▸ Challenge A
Write out the passage of the DNS text starting with "DNS is the primary" and going on through "or name space.", keeping every word as it appears.
▸ Challenge B
Condense the paragraph of the DNS text that begins "The main zone types used in Windows Server 2003 DNS environments" into a short bulleted list that keeps its main facts.

▸ Text to read
* * * * *
• Main Menu
  • DNS and Active Directory Integration


    DNS is the primary name registration and resolution service in Windows 2000 and Windows Server 2003. It provides a hierarchically distributed and scalable database, name registration, name resolution and service location for Windows 2000 and Windows Server 2003 clients, and locates domain controllers for logon. A DNS server is a computer running the DNS Server service that provides domain name services. The DNS server manages the DNS database that is located on it. The information in the DNS server’s database pertains to a portion of the DNS domain tree structure or name space.

    A DNS zone is the contiguous portion of the DNS domain name space over which a DNS server has authority or is authoritative. A zone is a portion of a name space, it is not a domain. A domain is a branch of the DNS name space. A DNS zone can contain one or more contiguous domains. A DNS server can be authoritative for multiple DNS zones. Zone files store resource records for the zones over which a DNS server has authorityDNS and Active Directory Integration

    In DNS, a standard primary DNS server is the authoritative DNS server for a DNS zone. There are a number of zones used in Windows Server 2003 DNS. The different types of zones used in Windows Server 2003 DNS are listed below:

    • Primary zone: This is the only zone type that can be edited or updated because the data in the zone is the original source of the data for all domains in the zone. The DNS server that is authoritative for the specific primary zone updates the primary zone. Users can also back up data from a primary zone to a secondary zone.
    • Secondary zone: A secondary zone is a read-only copy of the zone that was copied from the master server during zone transfer.
    • Active Directory-integrated zone: a zone that stores its zone data in Active Directory. DNS zone files are not needed. This type of zone is an authoritative primary zone. Zone data of an Active Directory-integrated zone is replicated during the Active Directory replication process. Active Directory-integrated zones also enjoy the Active Directory’s security features.
    • Stub zone: a new Windows Server 2003 feature. Stub zones only contain those resource records necessary to identify the authoritative DNS servers for the master zone.

    The main zone types used in Windows Server 2003 DNS environments are primary zones and Active Directory-integrated zones. Both primary zones and secondary zones are standard DNS zones that use zone files. The main difference between primary zones and secondary zones is that primary zones can be updated. Secondary zones contain read-only copies of zone data.
* * * * *
▸ Coordinate annotation entries

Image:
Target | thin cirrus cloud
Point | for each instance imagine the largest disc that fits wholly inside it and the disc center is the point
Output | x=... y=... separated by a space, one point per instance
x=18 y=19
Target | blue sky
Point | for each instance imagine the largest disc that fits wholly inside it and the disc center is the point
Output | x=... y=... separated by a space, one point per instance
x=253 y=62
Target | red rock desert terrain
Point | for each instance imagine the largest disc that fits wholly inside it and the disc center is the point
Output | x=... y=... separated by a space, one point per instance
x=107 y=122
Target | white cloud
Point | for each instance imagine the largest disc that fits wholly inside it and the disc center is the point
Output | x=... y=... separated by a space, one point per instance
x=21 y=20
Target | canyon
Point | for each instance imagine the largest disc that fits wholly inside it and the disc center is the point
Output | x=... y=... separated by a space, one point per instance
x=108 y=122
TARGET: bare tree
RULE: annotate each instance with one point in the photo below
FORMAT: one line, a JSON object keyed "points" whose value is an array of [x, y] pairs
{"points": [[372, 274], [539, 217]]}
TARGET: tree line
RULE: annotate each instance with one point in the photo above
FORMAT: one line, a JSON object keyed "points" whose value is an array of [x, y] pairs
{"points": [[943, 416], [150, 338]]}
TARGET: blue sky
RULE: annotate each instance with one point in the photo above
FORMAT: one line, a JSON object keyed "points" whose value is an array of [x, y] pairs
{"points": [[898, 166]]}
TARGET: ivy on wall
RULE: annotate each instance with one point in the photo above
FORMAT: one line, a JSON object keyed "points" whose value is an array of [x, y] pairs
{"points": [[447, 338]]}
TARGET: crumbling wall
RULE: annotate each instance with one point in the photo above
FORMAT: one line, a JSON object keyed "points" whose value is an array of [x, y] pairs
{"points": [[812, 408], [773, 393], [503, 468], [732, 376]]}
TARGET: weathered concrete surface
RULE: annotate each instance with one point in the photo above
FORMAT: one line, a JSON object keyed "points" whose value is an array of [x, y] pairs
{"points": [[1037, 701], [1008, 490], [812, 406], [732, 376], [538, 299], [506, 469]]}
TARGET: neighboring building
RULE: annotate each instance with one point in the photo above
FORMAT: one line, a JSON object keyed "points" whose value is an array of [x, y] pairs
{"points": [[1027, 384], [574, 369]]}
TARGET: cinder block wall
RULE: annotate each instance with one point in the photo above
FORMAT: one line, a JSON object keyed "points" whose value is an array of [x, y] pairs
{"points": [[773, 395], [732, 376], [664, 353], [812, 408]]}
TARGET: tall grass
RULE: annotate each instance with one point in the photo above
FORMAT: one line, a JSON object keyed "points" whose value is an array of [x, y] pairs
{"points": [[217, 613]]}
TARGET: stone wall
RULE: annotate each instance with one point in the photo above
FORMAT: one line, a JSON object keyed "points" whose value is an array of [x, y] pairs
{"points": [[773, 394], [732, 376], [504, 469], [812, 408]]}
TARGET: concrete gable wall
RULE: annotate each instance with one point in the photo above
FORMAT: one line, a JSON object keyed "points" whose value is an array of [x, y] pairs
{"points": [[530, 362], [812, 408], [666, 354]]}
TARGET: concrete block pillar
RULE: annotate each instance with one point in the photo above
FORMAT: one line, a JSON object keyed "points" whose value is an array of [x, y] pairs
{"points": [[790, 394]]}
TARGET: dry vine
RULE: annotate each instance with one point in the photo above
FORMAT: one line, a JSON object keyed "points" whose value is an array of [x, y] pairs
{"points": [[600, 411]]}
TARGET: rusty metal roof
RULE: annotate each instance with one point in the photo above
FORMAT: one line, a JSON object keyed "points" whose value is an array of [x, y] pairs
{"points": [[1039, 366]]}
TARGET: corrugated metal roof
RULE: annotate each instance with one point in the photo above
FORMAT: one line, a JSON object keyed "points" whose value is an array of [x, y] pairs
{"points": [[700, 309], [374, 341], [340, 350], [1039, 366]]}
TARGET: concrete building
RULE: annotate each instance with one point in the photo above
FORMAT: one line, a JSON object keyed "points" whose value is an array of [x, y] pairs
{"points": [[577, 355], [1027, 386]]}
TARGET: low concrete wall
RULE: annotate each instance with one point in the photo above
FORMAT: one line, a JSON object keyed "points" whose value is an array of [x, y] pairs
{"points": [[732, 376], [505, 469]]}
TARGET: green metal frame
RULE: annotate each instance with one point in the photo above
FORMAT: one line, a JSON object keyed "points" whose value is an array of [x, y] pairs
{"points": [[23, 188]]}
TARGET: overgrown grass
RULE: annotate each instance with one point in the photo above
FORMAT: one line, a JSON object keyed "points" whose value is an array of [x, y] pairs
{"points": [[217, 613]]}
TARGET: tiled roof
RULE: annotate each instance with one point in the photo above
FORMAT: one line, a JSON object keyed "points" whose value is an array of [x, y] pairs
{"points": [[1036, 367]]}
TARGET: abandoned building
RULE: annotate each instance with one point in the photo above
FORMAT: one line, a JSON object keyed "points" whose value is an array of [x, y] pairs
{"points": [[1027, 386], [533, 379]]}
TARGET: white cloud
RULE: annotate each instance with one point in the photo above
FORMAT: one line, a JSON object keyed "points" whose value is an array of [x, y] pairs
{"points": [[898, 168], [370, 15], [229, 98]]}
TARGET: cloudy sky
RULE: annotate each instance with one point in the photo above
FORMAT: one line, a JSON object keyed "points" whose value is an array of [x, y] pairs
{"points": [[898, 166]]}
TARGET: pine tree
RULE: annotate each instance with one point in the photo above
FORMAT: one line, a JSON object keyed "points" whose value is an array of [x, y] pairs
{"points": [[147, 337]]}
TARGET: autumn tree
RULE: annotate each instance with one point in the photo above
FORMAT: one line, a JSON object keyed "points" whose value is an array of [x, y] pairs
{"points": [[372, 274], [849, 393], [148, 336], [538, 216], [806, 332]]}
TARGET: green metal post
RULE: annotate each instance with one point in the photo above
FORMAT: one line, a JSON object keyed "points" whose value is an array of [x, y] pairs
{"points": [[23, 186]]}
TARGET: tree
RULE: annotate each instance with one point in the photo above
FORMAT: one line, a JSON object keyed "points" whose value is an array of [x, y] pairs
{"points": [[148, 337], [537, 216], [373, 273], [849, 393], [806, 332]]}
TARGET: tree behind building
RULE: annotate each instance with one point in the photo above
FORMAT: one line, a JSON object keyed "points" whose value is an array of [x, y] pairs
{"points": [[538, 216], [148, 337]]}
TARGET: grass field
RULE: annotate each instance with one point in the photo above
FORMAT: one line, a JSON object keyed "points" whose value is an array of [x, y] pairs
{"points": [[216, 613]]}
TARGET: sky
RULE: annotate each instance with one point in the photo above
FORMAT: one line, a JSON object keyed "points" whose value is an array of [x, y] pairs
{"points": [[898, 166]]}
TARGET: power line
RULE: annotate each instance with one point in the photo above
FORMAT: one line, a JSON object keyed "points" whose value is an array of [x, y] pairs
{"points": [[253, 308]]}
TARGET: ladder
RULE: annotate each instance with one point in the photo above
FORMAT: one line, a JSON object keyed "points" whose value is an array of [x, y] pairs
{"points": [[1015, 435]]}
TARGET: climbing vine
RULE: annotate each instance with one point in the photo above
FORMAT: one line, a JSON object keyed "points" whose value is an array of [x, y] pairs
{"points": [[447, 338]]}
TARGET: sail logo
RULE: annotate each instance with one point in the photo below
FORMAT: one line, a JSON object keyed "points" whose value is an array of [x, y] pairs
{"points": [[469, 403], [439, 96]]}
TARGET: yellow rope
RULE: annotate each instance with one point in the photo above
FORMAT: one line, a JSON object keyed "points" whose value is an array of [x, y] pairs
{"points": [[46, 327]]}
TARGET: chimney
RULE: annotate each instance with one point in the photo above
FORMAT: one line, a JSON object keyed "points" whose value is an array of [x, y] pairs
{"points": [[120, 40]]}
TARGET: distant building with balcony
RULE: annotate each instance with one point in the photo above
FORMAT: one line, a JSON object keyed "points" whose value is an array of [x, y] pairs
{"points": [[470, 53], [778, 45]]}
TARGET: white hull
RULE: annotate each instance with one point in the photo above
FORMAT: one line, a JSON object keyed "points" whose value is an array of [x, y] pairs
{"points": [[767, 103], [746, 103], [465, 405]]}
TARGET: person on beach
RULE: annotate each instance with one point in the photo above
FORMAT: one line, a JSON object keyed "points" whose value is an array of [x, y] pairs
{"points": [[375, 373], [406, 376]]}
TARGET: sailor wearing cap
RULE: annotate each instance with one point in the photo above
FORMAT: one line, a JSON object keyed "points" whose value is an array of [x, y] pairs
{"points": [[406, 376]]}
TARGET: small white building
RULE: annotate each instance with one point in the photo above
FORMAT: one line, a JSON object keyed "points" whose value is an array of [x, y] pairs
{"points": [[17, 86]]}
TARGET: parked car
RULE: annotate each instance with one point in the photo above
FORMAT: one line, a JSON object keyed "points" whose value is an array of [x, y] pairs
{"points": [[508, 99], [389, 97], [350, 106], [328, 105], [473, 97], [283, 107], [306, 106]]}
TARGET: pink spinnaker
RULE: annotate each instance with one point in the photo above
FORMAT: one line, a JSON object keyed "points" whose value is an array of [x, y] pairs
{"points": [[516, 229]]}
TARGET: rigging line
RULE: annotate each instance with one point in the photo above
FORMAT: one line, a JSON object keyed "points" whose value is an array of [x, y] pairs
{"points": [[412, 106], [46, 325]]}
* * * * *
▸ Task output A
DNS is the primary name registration and resolution service in Windows 2000 and Windows Server 2003. It provides a hierarchically distributed and scalable database, name registration, name resolution and service location for Windows 2000 and Windows Server 2003 clients, and locates domain controllers for logon. A DNS server is a computer running the DNS Server service that provides domain name services. The DNS server manages the DNS database that is located on it. The information in the DNS server’s database pertains to a portion of the DNS domain tree structure or name space.

▸ Task output B
- Primary zones and Active Directory-integrated zones are the main zone types in Windows Server 2003 DNS environments.
- Primary and secondary zones are both standard DNS zones that use zone files.
- Primary zones can be updated.
- Secondary zones hold read-only copies of zone data.